*REQUEST*.
Your task is to repeat, word for word, the line containing "Mark every instance of the galvanized" and all lines that follow it to the end of the material, and no other lines.

** Start MATERIALS PROVIDED **

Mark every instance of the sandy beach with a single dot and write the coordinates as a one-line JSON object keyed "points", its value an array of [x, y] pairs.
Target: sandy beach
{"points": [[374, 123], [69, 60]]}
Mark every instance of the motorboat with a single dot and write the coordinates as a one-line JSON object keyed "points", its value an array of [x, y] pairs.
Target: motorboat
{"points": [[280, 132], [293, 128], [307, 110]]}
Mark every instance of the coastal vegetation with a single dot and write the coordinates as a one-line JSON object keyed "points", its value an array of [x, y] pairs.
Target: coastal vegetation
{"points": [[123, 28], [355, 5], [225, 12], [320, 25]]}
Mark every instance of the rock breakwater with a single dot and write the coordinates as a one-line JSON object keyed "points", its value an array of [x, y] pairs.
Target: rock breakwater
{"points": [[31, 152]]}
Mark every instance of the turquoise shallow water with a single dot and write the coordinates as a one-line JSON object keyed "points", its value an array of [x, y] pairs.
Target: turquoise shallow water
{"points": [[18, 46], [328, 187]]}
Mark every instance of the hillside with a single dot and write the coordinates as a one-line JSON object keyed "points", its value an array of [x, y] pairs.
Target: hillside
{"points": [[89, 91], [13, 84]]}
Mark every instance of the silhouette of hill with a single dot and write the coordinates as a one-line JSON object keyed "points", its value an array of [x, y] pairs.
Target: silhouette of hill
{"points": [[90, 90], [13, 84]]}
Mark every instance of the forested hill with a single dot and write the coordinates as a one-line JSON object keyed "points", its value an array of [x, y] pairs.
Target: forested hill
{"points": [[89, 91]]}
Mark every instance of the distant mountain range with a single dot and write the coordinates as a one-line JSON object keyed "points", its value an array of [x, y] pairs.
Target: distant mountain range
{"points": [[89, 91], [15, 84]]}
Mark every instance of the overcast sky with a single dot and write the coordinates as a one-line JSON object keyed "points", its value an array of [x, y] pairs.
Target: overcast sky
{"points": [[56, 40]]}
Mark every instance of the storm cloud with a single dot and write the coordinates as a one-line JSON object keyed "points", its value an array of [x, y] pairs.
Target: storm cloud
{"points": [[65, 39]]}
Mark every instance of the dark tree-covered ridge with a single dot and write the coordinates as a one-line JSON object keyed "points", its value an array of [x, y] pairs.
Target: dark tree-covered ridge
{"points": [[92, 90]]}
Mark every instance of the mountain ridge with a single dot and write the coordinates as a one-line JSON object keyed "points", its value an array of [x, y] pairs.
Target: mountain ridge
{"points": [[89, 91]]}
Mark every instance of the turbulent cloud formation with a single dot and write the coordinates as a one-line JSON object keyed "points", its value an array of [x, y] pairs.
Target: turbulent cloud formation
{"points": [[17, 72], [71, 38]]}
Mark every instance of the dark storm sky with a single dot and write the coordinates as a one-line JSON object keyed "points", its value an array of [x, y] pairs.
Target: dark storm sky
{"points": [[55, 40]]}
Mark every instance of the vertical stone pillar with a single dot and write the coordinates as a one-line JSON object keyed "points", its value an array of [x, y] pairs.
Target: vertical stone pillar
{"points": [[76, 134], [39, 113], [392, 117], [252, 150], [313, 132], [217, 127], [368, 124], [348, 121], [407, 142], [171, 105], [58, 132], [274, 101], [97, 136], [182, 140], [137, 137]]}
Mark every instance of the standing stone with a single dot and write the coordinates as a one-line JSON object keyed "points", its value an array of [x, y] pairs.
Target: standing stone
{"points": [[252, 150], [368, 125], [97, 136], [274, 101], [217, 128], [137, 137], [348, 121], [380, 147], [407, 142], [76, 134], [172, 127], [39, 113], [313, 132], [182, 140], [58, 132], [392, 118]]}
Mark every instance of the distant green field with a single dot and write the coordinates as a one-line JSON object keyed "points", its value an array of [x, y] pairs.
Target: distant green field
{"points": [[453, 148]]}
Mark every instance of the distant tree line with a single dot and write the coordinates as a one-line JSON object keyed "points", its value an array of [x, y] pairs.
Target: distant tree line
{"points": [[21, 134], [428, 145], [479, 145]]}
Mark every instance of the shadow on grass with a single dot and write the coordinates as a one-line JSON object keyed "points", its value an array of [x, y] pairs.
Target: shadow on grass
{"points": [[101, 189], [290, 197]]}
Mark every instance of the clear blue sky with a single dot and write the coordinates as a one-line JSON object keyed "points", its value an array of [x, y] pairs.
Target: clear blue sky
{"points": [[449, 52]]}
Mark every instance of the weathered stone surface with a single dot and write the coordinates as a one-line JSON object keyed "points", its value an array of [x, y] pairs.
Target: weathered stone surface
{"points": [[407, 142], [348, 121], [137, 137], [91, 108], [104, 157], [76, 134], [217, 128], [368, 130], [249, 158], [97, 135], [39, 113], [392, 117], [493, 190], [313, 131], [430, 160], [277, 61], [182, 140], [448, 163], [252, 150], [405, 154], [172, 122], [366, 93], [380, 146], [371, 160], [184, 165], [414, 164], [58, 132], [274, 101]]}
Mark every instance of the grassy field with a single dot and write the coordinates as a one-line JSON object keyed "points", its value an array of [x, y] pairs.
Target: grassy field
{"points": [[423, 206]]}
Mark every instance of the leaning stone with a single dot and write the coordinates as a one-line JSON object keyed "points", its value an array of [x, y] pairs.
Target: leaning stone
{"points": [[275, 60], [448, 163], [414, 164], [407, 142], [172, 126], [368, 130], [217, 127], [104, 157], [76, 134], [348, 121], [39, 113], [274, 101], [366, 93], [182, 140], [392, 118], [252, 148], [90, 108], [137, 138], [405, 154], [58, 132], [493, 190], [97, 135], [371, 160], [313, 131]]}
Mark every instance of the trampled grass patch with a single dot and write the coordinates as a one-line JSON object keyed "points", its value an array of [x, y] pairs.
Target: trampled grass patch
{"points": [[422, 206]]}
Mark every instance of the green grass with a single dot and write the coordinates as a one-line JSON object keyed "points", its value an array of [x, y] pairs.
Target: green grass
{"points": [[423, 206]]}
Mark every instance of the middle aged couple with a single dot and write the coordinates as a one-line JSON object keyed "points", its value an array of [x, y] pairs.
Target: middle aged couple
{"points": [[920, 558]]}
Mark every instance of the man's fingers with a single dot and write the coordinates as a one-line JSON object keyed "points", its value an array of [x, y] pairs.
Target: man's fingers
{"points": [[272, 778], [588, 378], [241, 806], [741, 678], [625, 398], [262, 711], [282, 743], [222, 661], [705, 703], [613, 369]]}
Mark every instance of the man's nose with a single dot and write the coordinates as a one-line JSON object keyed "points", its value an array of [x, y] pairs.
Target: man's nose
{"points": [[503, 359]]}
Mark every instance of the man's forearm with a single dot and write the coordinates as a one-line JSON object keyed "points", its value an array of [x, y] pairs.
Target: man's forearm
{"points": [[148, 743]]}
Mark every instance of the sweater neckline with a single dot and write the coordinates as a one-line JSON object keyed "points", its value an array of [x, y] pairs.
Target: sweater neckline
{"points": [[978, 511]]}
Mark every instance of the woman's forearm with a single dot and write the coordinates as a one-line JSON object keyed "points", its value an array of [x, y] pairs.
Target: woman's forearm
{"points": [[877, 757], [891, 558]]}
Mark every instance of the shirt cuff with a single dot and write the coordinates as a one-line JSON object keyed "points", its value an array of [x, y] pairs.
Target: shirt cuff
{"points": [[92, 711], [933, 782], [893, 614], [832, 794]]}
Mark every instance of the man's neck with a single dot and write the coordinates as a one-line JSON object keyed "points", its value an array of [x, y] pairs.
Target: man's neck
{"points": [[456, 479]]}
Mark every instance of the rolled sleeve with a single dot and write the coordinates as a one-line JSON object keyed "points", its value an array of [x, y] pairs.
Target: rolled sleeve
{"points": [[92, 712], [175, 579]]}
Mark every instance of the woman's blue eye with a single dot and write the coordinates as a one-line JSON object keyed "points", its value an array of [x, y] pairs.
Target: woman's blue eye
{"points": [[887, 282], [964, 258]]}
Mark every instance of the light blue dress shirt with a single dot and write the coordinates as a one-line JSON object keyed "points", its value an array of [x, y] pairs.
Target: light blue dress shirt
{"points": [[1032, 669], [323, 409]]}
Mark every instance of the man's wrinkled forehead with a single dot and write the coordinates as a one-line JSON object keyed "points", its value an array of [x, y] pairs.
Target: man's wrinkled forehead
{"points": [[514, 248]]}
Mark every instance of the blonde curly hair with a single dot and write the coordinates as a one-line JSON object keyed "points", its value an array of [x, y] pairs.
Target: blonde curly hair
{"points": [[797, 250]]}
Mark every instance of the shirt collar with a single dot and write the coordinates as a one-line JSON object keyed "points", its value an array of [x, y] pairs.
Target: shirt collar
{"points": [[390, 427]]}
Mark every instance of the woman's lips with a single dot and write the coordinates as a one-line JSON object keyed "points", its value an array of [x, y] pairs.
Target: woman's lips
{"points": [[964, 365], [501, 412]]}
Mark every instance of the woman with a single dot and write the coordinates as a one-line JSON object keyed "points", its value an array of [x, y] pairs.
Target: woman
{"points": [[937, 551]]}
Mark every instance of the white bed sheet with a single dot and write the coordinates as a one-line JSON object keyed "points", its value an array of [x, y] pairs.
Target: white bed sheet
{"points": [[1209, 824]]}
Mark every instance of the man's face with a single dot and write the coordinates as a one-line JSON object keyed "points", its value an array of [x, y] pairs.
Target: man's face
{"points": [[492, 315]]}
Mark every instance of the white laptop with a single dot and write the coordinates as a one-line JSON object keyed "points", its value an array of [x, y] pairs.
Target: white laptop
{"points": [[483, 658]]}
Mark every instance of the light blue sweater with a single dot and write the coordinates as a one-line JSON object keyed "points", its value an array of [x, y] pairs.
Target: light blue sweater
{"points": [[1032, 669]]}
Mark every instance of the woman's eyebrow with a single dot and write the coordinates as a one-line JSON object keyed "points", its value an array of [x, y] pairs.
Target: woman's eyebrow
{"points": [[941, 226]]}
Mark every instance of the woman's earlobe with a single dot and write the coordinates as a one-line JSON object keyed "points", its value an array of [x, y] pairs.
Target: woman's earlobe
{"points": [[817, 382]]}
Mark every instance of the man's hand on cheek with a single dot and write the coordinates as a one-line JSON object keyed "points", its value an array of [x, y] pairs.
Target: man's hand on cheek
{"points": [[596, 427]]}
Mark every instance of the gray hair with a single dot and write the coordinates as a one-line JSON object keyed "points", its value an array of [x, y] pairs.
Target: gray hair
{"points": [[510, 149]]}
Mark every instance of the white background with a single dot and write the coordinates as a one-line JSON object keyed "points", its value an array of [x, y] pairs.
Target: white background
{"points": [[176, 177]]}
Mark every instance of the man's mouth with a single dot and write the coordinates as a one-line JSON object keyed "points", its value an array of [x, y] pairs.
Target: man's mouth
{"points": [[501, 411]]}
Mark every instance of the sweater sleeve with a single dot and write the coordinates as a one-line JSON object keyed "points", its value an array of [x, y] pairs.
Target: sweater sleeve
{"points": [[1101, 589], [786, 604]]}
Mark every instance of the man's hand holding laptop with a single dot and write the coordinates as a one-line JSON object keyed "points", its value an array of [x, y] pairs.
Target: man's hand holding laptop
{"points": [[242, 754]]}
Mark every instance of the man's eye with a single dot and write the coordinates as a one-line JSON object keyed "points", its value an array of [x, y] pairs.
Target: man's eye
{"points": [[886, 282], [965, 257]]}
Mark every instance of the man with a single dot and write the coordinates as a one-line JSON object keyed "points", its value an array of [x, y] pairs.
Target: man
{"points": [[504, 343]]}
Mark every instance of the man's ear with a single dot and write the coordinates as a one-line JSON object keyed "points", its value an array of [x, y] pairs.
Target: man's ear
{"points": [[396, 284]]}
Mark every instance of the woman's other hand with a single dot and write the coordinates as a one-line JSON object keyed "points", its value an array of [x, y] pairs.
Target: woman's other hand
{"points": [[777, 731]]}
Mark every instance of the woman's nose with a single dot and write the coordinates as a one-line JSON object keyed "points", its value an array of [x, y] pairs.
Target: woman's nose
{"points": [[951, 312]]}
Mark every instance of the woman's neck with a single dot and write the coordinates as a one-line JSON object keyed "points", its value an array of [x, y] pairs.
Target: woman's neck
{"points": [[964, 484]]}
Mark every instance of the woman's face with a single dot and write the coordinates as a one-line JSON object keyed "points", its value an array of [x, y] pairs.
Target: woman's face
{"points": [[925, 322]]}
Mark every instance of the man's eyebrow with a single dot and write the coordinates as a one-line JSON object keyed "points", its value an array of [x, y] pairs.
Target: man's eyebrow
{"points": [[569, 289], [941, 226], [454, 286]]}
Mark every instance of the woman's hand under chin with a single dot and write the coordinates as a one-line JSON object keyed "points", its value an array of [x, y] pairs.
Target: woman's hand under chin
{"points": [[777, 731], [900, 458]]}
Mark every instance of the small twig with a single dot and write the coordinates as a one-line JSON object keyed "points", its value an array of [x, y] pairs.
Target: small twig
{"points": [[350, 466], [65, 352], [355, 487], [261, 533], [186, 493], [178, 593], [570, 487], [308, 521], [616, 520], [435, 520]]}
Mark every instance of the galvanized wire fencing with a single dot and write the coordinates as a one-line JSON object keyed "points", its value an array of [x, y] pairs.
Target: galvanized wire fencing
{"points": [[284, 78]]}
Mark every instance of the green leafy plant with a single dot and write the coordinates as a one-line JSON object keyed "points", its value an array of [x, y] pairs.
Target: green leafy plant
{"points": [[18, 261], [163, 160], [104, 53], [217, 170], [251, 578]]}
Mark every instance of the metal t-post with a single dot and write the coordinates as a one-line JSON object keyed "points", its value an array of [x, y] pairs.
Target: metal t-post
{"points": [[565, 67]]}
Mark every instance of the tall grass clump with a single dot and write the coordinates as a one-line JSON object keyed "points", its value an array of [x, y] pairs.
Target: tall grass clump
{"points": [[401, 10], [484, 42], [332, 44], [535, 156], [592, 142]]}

** End MATERIALS PROVIDED **

*FINISHED TASK*.
Mark every instance of the galvanized wire fencing with a single dot and write the coordinates as a one-line JSON object keyed "points", its value an array of [x, y] pairs.
Target: galvanized wire fencing
{"points": [[284, 78]]}
Mark every instance of the green leafy plant with a single dot and write the coordinates as a one-line JSON object keyed "points", its value an array of [x, y] pairs.
Target: green leafy plant
{"points": [[18, 261], [163, 160], [104, 53], [217, 170], [251, 578]]}
Mark every instance of the metal t-post with a single dot and write the coordinates as a one-line JSON object keyed "points", its value an array of [x, y] pairs.
Target: metal t-post
{"points": [[565, 67]]}
Mark every instance of the tall grass clump with a single dot and write the coordinates as a one-line JSON object keyed "points", its value an array of [x, y] pairs.
Target: tall grass clump
{"points": [[401, 10], [484, 42], [332, 44], [535, 156], [592, 142]]}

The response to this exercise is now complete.